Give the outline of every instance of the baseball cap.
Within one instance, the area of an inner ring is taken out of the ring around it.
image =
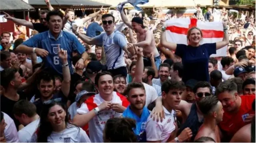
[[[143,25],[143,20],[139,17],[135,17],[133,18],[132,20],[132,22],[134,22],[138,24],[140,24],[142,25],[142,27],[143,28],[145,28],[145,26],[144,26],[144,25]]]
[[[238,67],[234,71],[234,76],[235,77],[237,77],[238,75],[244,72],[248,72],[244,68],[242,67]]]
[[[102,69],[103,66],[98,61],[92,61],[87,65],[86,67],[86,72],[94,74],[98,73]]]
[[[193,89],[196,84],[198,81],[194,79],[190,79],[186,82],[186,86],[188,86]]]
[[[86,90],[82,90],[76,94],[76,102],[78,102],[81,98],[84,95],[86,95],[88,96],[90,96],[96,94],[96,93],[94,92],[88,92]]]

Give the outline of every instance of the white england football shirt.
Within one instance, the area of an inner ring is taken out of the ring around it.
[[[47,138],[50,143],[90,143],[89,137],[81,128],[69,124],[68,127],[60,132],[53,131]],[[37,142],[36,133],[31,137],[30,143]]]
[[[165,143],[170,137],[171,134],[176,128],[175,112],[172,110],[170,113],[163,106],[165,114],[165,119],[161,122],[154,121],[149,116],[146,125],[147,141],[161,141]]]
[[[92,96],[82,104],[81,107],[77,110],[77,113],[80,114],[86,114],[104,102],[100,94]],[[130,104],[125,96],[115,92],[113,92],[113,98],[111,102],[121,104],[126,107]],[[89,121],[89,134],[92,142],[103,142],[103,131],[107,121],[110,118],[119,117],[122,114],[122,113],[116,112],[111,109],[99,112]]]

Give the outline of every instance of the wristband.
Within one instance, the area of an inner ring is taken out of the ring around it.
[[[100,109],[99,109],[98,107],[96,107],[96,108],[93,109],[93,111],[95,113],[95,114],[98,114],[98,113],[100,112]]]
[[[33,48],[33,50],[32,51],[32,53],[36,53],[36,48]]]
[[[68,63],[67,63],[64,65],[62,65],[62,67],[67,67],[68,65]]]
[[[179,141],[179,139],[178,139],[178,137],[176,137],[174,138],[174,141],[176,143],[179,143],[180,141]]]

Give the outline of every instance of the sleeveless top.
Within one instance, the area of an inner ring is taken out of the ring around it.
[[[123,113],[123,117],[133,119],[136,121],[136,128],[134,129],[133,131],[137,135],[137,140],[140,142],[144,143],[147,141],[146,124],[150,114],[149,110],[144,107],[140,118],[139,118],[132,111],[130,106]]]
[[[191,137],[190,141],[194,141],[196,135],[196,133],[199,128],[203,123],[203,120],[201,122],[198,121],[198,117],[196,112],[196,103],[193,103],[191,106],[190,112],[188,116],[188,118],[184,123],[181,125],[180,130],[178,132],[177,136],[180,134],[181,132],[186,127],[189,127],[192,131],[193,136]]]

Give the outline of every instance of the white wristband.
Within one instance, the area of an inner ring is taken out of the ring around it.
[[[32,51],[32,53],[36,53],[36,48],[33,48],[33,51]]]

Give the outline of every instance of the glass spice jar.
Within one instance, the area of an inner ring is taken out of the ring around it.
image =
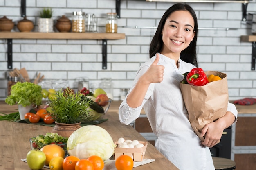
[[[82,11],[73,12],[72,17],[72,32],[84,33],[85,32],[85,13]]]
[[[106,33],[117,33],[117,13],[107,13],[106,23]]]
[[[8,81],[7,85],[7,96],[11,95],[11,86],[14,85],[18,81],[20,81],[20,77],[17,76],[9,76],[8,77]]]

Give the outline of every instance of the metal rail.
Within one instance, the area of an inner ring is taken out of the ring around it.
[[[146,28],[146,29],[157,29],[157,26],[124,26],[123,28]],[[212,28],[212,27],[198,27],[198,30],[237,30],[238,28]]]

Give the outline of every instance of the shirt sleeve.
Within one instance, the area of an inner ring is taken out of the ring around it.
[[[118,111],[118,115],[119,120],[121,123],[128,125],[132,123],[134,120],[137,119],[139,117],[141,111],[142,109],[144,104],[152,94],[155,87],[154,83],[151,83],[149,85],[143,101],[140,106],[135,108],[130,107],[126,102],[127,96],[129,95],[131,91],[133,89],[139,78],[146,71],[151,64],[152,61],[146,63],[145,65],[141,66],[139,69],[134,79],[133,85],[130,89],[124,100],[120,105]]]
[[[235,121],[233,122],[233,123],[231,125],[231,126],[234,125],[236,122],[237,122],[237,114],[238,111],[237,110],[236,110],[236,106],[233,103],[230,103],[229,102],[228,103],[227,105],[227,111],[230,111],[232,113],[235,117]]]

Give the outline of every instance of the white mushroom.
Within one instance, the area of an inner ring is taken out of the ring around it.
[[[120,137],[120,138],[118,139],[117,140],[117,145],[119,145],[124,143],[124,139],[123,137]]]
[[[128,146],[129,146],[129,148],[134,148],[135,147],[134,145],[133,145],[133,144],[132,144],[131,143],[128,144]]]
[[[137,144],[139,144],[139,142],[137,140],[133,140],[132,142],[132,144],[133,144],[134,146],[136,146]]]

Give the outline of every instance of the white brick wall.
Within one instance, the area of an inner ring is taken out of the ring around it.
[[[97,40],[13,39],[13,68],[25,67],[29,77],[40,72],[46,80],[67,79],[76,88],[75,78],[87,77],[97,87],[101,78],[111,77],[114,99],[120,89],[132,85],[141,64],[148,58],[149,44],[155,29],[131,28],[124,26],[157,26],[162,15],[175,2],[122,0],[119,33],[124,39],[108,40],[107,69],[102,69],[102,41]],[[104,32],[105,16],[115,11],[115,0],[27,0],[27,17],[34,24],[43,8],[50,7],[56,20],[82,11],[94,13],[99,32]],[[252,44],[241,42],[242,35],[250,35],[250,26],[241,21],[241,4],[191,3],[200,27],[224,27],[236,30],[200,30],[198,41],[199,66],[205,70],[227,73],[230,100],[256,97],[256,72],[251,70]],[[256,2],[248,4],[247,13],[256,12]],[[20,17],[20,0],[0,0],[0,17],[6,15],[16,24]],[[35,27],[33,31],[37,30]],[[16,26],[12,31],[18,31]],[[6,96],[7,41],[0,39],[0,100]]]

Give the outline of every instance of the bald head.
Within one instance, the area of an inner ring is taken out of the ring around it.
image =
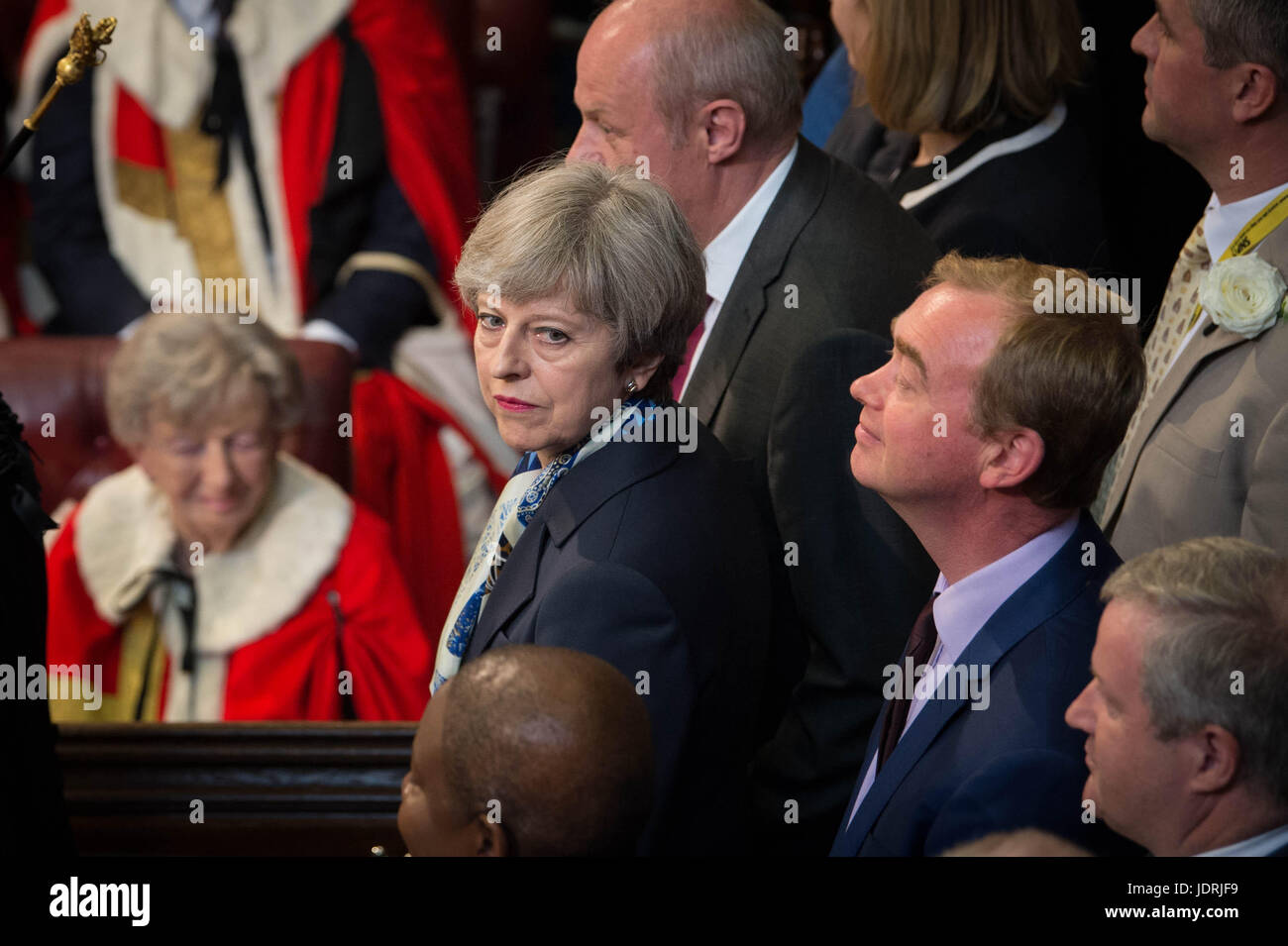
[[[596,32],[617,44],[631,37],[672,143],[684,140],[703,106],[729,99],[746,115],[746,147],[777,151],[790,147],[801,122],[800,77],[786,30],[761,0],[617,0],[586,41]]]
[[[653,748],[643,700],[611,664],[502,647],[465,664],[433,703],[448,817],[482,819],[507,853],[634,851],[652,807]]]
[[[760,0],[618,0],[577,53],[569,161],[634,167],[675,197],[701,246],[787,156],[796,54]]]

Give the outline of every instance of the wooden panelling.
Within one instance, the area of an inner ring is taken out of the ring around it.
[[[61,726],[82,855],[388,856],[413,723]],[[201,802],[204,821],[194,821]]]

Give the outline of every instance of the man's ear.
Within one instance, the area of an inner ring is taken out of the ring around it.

-- Task to carry out --
Please reproduce every line of the material above word for word, leaving out the pictures.

-- The solution --
Give the outline of every instance of the baseball cap.
Within one instance, the area of an inner ring is taken out of the ring around it.
image =
[[[143,25],[143,20],[139,17],[135,17],[133,18],[132,20],[132,22],[134,22],[138,24],[140,24],[142,25],[142,27],[143,28],[145,28],[145,26],[144,26],[144,25]]]
[[[238,67],[234,71],[234,76],[235,77],[237,77],[238,75],[244,72],[248,72],[244,68],[242,67]]]
[[[102,69],[103,66],[98,61],[92,61],[87,65],[86,67],[86,72],[94,74],[98,73]]]
[[[193,89],[196,84],[198,81],[194,79],[190,79],[186,82],[186,86],[188,86]]]
[[[86,90],[82,90],[76,94],[76,102],[78,102],[81,98],[84,95],[86,95],[88,96],[90,96],[96,94],[96,93],[94,92],[88,92]]]

Give the outline of every instance of the white england football shirt.
Within one instance, the area of an inner ring is taken out of the ring around it.
[[[47,138],[50,143],[90,143],[89,137],[81,128],[69,124],[68,127],[60,132],[53,131]],[[37,142],[36,133],[31,137],[30,143]]]
[[[165,143],[170,137],[171,134],[176,128],[175,112],[172,110],[170,113],[163,106],[165,114],[165,119],[161,122],[154,121],[149,116],[146,125],[147,141],[161,141]]]
[[[92,96],[82,104],[81,107],[77,110],[77,113],[80,114],[86,114],[104,102],[100,94]],[[130,104],[125,96],[115,92],[113,92],[113,98],[111,102],[121,104],[126,107]],[[89,121],[89,134],[92,142],[103,142],[103,131],[107,121],[110,118],[119,117],[122,114],[122,113],[116,112],[111,109],[99,112]]]

Give the outline of every instance of the wristband.
Within one instance, the area of an inner ring is taken out of the ring around it.
[[[100,109],[99,109],[98,107],[96,107],[96,108],[93,109],[93,111],[95,113],[95,114],[98,114],[98,113],[100,112]]]
[[[33,48],[33,50],[32,51],[32,53],[36,53],[36,48]]]
[[[68,63],[67,63],[64,65],[62,65],[62,67],[67,67],[68,65]]]
[[[179,141],[179,139],[178,139],[178,137],[176,137],[174,138],[174,141],[176,143],[179,143],[180,141]]]

Give the outline of every instance of the sleeveless top.
Within one instance, the area of an inner ring is taken out of the ring around it.
[[[123,113],[123,117],[133,119],[136,121],[136,128],[134,129],[133,131],[137,135],[137,140],[140,142],[144,143],[147,141],[146,124],[150,114],[149,110],[144,107],[140,118],[139,118],[132,111],[130,106]]]
[[[191,137],[190,141],[194,141],[196,135],[196,133],[199,128],[203,123],[203,120],[201,122],[198,121],[198,117],[196,112],[196,103],[193,103],[191,106],[190,112],[188,116],[188,118],[184,123],[181,125],[180,130],[178,132],[177,136],[180,134],[181,132],[186,127],[189,127],[192,131],[193,136]]]

Give the outline of every instance of the white wristband.
Within one instance, the area of an inner ring is taken out of the ring around it.
[[[32,51],[32,53],[36,53],[36,48],[33,48],[33,51]]]

Give the outline of every instance of the glass spice jar.
Within one instance, the area of an inner ring is taken out of the ring around it.
image =
[[[82,11],[73,12],[72,17],[72,32],[84,33],[85,32],[85,13]]]
[[[106,33],[117,33],[117,13],[107,13],[106,23]]]
[[[8,81],[7,85],[7,96],[11,95],[11,86],[14,85],[18,81],[20,81],[20,77],[17,76],[9,76],[8,77]]]

Give the outline of every instance of the metal rail.
Within one instance, the area of an inner ring is taken out of the ring around it.
[[[146,28],[146,29],[157,29],[157,26],[124,26],[123,28]],[[212,28],[212,27],[198,27],[198,30],[237,30],[238,28]]]

Give the outline of every instance of the shirt sleeve.
Within one instance, the area of an inner ring is taken out of the ring around it.
[[[118,111],[118,115],[119,120],[121,123],[128,125],[132,123],[134,120],[137,119],[139,117],[141,111],[142,109],[144,104],[152,94],[155,87],[154,83],[151,83],[149,85],[143,101],[140,106],[135,108],[130,107],[126,102],[127,96],[129,95],[131,91],[133,89],[139,78],[146,71],[151,64],[152,61],[146,63],[145,65],[141,66],[139,69],[134,79],[133,85],[130,89],[124,100],[120,105]]]
[[[235,121],[233,122],[233,123],[231,125],[231,126],[234,125],[236,122],[237,122],[237,114],[238,111],[237,110],[236,110],[236,106],[233,103],[230,103],[229,102],[228,103],[227,105],[227,111],[230,111],[232,113],[235,117]]]

Give the outline of every instance of the white mushroom.
Within one instance, the area of an inner ring is taken out of the ring around it.
[[[120,137],[120,138],[118,139],[117,140],[117,145],[119,145],[124,143],[124,139],[123,137]]]
[[[128,146],[129,146],[129,148],[134,148],[135,147],[134,145],[133,145],[133,144],[132,144],[131,143],[128,144]]]
[[[137,144],[139,144],[139,142],[137,140],[133,140],[132,142],[132,144],[133,144],[134,146],[136,146]]]

Give the outline of every instance of the white brick wall.
Within one instance, the area of an inner ring is taken out of the ring around it.
[[[97,40],[13,39],[13,68],[25,67],[29,77],[40,72],[46,80],[67,79],[76,88],[75,78],[87,77],[97,87],[101,78],[111,77],[114,99],[120,89],[132,85],[141,64],[148,58],[149,44],[155,29],[131,28],[124,26],[157,26],[162,15],[175,2],[122,0],[119,33],[124,39],[108,40],[107,69],[102,69],[102,41]],[[104,32],[105,16],[115,11],[115,0],[27,0],[27,17],[34,24],[43,8],[50,7],[56,20],[82,11],[94,13],[99,32]],[[252,44],[241,42],[242,35],[250,35],[250,26],[241,21],[241,4],[191,3],[200,27],[224,27],[236,30],[200,30],[198,41],[199,66],[205,70],[227,73],[230,100],[256,97],[256,72],[251,70]],[[256,2],[248,4],[247,13],[256,12]],[[20,17],[20,0],[0,0],[0,17],[6,15],[16,24]],[[35,27],[33,31],[37,30]],[[16,26],[12,31],[18,31]],[[6,96],[7,41],[0,39],[0,100]]]

Give the outline of every instance of the bald head.
Within one instance, the area of an inner ring is taken out of the ring around it.
image =
[[[596,32],[617,44],[631,37],[672,143],[684,140],[703,106],[729,99],[746,115],[746,147],[777,151],[790,147],[801,122],[800,77],[786,30],[761,0],[617,0],[586,41]]]
[[[653,748],[643,700],[611,664],[502,647],[465,664],[433,703],[448,817],[482,819],[507,853],[634,851],[652,807]]]
[[[760,0],[618,0],[577,53],[569,161],[634,167],[675,197],[701,246],[787,156],[796,54]]]

Give the outline of every instance of the wooden panelling.
Within one instance, the area of an inner ring is taken out of the ring around it.
[[[61,726],[82,855],[388,856],[413,723]],[[201,802],[204,821],[194,821]]]

Give the outline of every instance of the man's ear.
Within one instance, the area of an inner ring is taken out of the ring around it.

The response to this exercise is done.